▶ [Exercise requirements] Go through the records below and copy out every line that contains the word "then".

▶ [Material for this exercise]
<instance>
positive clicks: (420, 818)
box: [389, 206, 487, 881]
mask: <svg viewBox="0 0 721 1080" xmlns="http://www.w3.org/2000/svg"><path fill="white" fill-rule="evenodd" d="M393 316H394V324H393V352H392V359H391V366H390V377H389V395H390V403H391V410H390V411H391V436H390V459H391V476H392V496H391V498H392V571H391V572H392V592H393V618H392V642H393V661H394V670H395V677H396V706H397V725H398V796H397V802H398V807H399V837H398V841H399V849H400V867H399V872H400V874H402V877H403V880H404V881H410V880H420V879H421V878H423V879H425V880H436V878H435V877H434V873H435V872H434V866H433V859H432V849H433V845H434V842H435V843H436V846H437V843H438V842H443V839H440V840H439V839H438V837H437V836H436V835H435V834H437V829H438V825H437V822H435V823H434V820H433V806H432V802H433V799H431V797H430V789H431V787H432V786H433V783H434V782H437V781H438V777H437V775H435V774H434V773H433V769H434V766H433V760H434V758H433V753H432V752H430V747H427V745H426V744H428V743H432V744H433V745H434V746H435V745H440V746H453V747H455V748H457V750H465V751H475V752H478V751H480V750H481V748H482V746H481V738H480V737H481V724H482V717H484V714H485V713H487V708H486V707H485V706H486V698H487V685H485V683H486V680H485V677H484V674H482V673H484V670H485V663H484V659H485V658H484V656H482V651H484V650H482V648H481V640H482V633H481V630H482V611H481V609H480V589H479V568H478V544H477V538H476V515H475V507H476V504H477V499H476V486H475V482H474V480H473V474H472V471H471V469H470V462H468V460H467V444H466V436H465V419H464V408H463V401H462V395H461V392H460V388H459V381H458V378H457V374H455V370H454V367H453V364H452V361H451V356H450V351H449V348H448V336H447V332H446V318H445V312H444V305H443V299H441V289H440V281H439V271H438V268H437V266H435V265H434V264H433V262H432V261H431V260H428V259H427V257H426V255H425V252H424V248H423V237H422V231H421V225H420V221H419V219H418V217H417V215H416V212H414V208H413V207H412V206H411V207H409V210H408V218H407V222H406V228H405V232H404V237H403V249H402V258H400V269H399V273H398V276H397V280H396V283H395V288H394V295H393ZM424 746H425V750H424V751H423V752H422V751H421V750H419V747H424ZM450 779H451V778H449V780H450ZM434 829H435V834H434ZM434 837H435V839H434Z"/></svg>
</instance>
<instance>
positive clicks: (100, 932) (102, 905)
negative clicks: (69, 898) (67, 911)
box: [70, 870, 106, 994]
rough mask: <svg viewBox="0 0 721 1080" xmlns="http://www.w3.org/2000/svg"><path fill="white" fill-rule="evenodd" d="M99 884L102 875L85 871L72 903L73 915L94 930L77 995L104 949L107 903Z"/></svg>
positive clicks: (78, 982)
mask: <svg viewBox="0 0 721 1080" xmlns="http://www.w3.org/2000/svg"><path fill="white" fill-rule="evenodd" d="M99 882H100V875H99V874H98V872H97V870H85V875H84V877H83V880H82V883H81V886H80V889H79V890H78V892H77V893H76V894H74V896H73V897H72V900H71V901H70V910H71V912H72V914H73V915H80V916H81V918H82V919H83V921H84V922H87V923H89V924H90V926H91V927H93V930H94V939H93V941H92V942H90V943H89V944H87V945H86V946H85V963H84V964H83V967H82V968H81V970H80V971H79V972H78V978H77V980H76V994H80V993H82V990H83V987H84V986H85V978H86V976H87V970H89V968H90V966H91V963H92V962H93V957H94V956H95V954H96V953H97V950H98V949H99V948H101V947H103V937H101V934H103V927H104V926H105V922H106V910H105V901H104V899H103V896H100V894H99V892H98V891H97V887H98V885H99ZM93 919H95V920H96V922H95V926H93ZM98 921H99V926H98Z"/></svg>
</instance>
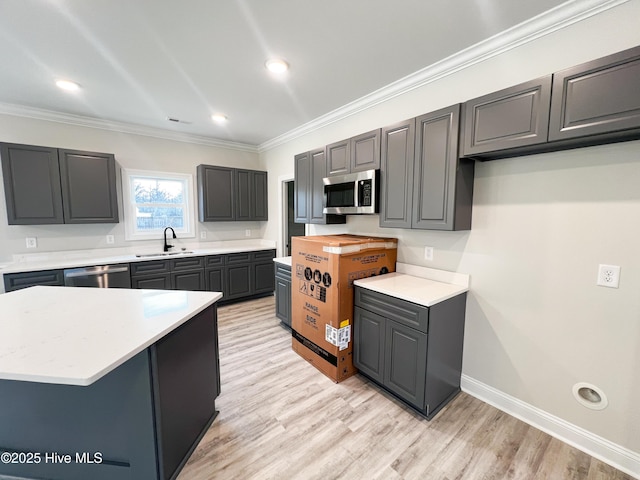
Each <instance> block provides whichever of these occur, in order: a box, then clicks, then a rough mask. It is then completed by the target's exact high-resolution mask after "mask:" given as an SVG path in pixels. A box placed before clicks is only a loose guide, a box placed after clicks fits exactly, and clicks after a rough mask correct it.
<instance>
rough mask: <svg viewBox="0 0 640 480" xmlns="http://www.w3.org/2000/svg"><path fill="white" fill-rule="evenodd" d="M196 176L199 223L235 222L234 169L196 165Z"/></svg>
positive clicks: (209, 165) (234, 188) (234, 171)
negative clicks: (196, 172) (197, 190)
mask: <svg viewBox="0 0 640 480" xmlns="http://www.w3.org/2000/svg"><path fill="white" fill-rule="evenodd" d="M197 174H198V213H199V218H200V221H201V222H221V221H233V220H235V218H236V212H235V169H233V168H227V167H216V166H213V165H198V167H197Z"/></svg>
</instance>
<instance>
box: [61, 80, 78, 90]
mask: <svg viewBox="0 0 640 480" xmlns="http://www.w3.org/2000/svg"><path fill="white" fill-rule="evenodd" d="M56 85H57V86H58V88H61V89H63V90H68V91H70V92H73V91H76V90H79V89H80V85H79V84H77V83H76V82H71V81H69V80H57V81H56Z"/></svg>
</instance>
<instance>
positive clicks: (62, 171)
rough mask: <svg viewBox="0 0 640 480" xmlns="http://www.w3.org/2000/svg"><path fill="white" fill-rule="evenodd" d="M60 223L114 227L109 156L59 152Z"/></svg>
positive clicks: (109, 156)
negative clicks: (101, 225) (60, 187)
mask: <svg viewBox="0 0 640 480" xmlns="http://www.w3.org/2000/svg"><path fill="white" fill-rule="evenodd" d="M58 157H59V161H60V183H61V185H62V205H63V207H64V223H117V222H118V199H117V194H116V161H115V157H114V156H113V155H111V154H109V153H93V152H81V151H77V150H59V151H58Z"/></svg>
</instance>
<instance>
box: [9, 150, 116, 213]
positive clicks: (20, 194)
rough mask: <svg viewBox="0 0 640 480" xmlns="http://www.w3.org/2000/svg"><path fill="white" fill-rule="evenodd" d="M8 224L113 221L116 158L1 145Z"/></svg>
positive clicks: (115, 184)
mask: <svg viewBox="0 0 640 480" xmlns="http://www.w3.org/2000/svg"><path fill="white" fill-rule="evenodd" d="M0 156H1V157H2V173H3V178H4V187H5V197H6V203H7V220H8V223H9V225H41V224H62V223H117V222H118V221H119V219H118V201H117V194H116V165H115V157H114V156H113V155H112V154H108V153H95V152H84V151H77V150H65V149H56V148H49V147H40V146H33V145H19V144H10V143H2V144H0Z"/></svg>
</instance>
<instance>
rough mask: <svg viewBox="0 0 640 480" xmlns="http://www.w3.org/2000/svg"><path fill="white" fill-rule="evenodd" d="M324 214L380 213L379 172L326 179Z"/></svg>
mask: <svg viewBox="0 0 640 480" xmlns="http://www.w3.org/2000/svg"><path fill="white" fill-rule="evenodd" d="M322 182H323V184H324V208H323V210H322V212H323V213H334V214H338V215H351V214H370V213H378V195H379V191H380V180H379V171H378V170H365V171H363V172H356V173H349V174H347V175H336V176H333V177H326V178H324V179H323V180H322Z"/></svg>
...
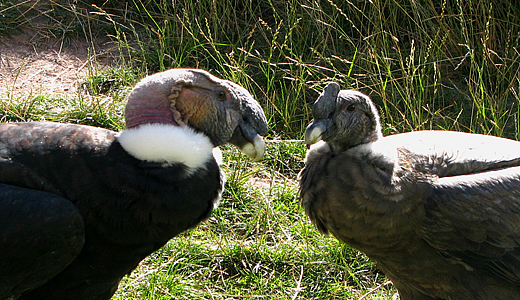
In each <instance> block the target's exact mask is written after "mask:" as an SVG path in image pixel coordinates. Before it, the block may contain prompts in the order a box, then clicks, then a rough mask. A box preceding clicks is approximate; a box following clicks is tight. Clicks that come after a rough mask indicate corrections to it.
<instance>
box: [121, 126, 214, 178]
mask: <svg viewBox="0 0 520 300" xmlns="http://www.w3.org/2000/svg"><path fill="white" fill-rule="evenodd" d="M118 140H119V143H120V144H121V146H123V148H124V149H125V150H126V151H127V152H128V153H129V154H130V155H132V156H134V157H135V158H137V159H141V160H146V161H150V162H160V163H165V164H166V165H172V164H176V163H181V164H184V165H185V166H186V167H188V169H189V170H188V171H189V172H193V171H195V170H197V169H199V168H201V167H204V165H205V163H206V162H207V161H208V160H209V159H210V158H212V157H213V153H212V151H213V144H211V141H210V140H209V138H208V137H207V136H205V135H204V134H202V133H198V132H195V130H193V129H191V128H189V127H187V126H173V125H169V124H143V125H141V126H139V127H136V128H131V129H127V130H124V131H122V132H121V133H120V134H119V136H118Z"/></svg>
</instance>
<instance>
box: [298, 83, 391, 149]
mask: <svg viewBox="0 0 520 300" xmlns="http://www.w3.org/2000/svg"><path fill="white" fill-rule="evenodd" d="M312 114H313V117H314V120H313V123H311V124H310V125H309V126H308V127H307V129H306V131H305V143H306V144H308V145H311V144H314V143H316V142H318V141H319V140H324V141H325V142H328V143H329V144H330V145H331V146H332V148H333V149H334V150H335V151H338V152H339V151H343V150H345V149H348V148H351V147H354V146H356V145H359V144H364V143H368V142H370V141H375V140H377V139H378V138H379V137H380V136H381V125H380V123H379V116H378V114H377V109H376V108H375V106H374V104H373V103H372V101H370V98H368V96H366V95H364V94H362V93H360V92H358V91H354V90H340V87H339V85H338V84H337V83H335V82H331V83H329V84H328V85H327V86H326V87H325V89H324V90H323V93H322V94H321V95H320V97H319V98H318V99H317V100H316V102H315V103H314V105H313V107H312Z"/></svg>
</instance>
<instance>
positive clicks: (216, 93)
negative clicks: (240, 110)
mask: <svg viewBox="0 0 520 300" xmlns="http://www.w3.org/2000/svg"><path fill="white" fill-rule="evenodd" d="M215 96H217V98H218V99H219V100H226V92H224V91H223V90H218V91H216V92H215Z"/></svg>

▶ [Task output]
Each <instance> block provides whichever of these occur, in order: a box, then clicks, then a rough mask. It is then completed by the target's exact high-resolution mask after "mask:" given as an SVG path in pixels. A box placed before clicks is only a loose guide, a box placed after clicks fits exactly, and clicks after a rough mask correct it.
In each <instance> block the target's exact mask is written after "mask:" as an SVG path in image pixel coordinates. Before it, the block may contain prompts in the order a box, then clicks, then a rough mask. A box preceding clicks is approximate; a box following clicks is tight. Clicks that come after a rough mask indicate corrections to it.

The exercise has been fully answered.